# GIVEN TEXT start

Bruce Hoffman, Ohio University, is in residence from August 2010 –June 2011. Hoffman holds a Ph.D. in Sociology from the University of Washington. His

research lies at the intersection of the fields of sociolegal studies, science studies, social movements, and social theory. His current work on independent midwifery and birth activism in the United States investigates the complex and subtle ways in which law shapes social movements, and explores how activists use “science” as a strategic resource in their struggles. He also studies episodes in the production of criminological knowledge to explore the development of professional criminology in the United States and comprehend the significance of the reemergence of forensics to the field.  He teaches courses and conducts tutorials in criminological theory, law and society, science studies, and social theory, as well as an introductory course in sociology.

Eleonore Lepinard, University of Montreal, will be in residence from January –March 2011. Her research interests focus on gender and politics, feminist movements and feminist theory, equality and antidiscrimination policies, as well as multiculturalism in a comparative perspective. Her first book explains the constitutional reform introducing gender parity in electoral politics in France: L'égalité introuvable, la parité, les féministes et la République published by Presses de Sciences-po (Paris) in 2007. French feminists and female politicians believed that the invention of a new legal concept to redefine gender equality, the concept of parité (parity, equality in numbers), would ensure, after two centuries of political exclusion, the inclusion of French women within the political realm.  Since then, she has worked on the tension between women's rights and minority rights in the context of two political controversies: the "sharia" courts in Ontario, Canada, and the headscarf in public school in France.  She has also worked on antidiscrimination policies, especially ethnic diversity policies in the French workplaces.

# GIVEN TEXT end

**EXERCISES TO COMPLETE**
A. From the scholar profiles, list every subject Bruce Hoffman teaches through courses or tutorials.
B. Answer these questions from the scholar profiles, one answer per line, marked the same way:
(i) In what field and from which university does Hoffman hold his Ph.D.?
(ii) Who published Lepinard's first book, and in what year?
(iii) Which two political controversies has Lepinard studied in connection with women's rights and minority rights?
C. Decide whether each statement agrees with the scholar profiles. Answer yes or no, and quote the words of the text that settle it.
(i) Bruce Hoffman comes from Ohio University.
(ii) Eleonore Lepinard is in residence from August 2010 to June 2011.
(iii) Hoffman's work on independent midwifery concerns Canada.

# GIVEN RECORDS start

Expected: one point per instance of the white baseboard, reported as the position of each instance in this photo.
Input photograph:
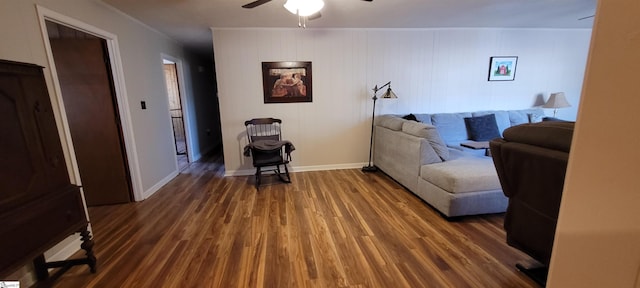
(159, 185)
(247, 172)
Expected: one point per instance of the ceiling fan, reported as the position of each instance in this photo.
(305, 9)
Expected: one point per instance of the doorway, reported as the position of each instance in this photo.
(176, 111)
(85, 77)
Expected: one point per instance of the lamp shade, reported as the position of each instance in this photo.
(304, 7)
(389, 94)
(557, 100)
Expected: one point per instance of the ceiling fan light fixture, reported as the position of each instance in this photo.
(304, 7)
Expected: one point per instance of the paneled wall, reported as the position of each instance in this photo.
(432, 70)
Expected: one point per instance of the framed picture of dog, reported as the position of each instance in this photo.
(287, 82)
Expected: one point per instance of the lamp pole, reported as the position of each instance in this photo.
(371, 168)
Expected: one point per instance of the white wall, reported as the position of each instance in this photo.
(432, 70)
(598, 234)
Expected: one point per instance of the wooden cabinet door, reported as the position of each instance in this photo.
(31, 158)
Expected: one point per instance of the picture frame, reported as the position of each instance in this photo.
(502, 68)
(287, 82)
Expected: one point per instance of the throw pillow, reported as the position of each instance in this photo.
(482, 128)
(535, 118)
(552, 119)
(410, 117)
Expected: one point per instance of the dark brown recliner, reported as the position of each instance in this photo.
(531, 161)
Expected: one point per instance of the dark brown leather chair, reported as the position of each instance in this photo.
(531, 161)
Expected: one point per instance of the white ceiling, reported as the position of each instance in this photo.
(189, 21)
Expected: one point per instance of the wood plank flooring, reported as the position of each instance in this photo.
(340, 228)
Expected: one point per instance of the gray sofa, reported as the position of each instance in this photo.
(426, 158)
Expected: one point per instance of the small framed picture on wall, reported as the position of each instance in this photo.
(502, 68)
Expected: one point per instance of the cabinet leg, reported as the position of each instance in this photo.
(87, 246)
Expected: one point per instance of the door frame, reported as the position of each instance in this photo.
(183, 103)
(119, 90)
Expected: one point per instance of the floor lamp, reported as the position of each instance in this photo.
(387, 95)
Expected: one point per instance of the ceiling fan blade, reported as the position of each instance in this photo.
(255, 4)
(314, 16)
(587, 17)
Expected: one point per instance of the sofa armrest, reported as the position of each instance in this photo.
(401, 155)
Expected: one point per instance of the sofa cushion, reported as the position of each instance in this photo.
(462, 174)
(502, 118)
(390, 122)
(430, 133)
(410, 117)
(482, 128)
(451, 126)
(424, 118)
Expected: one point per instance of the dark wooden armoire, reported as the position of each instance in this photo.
(39, 207)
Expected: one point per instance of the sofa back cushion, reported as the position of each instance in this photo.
(390, 121)
(502, 118)
(451, 126)
(430, 133)
(424, 118)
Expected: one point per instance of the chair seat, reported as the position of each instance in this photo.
(269, 161)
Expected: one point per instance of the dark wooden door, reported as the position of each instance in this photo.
(87, 90)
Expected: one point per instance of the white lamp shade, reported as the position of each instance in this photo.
(304, 7)
(557, 100)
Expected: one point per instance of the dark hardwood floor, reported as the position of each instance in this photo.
(340, 228)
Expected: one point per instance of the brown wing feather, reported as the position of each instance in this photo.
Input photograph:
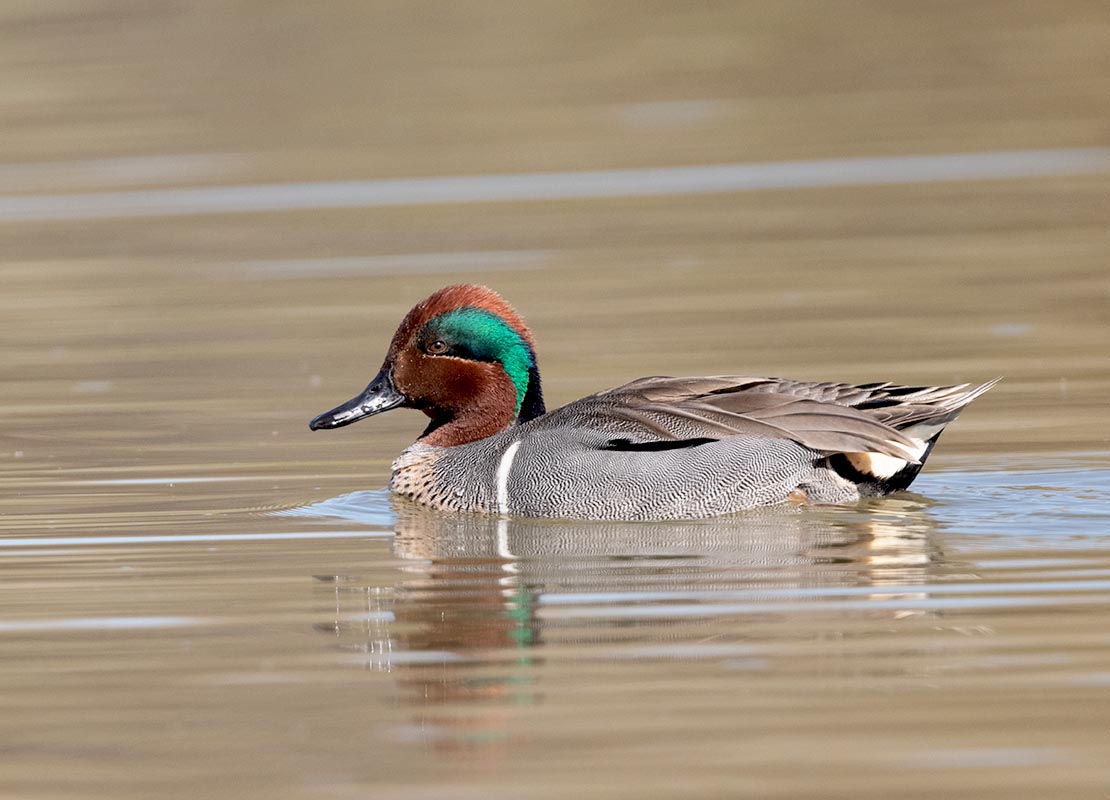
(827, 416)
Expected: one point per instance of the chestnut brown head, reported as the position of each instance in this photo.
(464, 357)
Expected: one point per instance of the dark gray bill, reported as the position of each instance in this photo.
(380, 396)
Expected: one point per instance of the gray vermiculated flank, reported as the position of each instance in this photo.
(758, 439)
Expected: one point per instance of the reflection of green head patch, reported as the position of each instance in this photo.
(482, 335)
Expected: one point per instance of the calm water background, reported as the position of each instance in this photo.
(211, 222)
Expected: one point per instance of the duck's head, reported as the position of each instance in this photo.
(464, 357)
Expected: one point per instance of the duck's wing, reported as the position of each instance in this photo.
(826, 416)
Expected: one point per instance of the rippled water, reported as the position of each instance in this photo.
(201, 598)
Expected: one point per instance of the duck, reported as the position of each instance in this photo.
(655, 448)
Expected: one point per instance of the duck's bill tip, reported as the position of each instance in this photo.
(380, 396)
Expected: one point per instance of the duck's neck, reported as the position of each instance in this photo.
(493, 414)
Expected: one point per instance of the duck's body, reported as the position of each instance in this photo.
(655, 448)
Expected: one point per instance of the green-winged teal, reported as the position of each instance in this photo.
(655, 448)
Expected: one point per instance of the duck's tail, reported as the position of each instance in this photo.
(920, 414)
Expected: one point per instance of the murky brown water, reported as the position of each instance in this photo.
(192, 603)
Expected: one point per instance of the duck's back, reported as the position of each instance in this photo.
(668, 448)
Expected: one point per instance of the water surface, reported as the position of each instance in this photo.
(202, 598)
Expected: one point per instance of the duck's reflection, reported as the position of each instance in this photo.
(478, 604)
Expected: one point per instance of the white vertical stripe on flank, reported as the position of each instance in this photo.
(506, 464)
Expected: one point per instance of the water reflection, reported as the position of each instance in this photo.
(480, 608)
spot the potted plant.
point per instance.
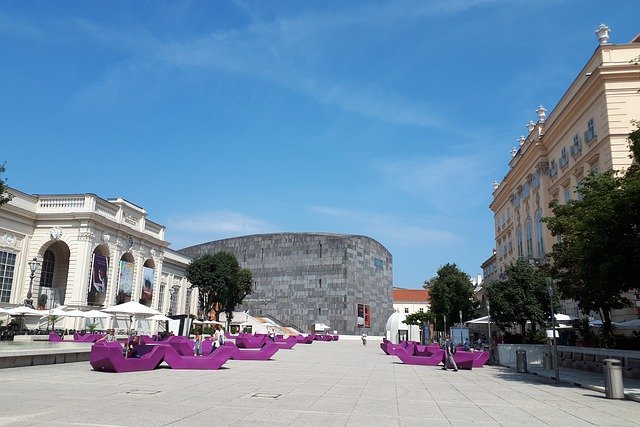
(42, 301)
(52, 319)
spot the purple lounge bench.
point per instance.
(407, 356)
(464, 359)
(54, 337)
(86, 337)
(109, 357)
(480, 358)
(265, 353)
(287, 343)
(304, 340)
(210, 361)
(252, 342)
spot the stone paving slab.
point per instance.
(327, 383)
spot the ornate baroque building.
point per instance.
(90, 252)
(300, 279)
(586, 131)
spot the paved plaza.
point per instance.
(326, 383)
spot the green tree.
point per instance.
(597, 256)
(450, 292)
(520, 298)
(236, 296)
(222, 284)
(4, 196)
(420, 318)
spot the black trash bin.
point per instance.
(521, 361)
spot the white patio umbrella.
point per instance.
(479, 320)
(131, 308)
(634, 323)
(320, 327)
(22, 311)
(563, 317)
(159, 318)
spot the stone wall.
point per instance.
(305, 278)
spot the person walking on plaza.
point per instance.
(197, 349)
(449, 351)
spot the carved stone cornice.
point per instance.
(542, 167)
(85, 236)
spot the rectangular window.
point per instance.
(564, 158)
(7, 266)
(576, 147)
(590, 133)
(367, 316)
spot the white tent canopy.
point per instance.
(320, 327)
(484, 319)
(161, 318)
(131, 308)
(634, 323)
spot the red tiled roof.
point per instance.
(415, 295)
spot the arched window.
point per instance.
(48, 264)
(519, 241)
(529, 237)
(539, 234)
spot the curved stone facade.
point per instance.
(301, 279)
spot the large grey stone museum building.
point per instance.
(300, 279)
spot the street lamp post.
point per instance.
(444, 317)
(553, 326)
(33, 265)
(489, 325)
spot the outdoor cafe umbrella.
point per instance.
(131, 308)
(634, 323)
(22, 311)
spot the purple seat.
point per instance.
(253, 342)
(209, 361)
(480, 358)
(265, 353)
(87, 337)
(108, 357)
(304, 340)
(407, 356)
(286, 344)
(464, 359)
(54, 337)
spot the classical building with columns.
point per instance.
(585, 132)
(89, 252)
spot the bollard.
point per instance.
(613, 385)
(547, 361)
(521, 361)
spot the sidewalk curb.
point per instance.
(600, 389)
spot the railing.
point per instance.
(61, 203)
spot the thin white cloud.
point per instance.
(446, 183)
(225, 223)
(390, 228)
(283, 51)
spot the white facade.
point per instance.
(66, 233)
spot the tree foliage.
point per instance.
(450, 292)
(4, 196)
(519, 298)
(222, 284)
(597, 256)
(420, 318)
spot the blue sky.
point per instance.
(226, 118)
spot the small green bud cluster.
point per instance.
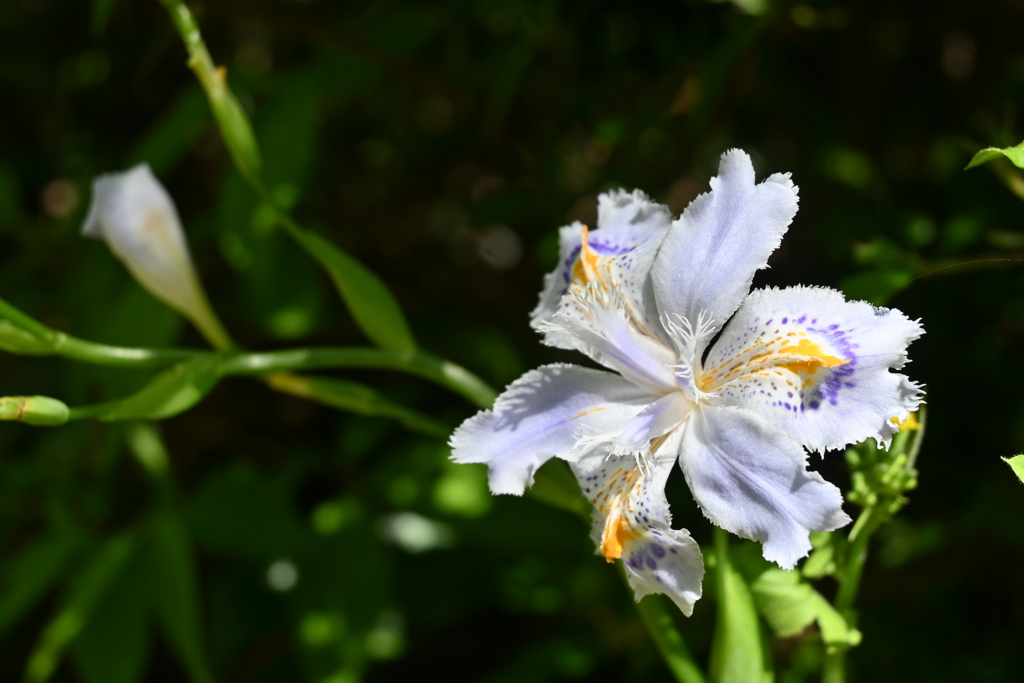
(881, 477)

# GIVEN RECORDS end

**ANSWERS IN ORDER**
A.
- Criminological theory
- Law and society
- Science studies
- Social theory
- Introductory sociology

B.
(i) Sociology, from the University of Washington.
(ii) Presses de Sciences-po (Paris), in 2007.
(iii) The "sharia" courts in Ontario, Canada, and the headscarf in public school in France.

C.
(i) Yes: "Bruce Hoffman, Ohio University, is in residence"
(ii) No: "will be in residence from January –March 2011"
(iii) No: "His current work on independent midwifery and birth activism in the United States"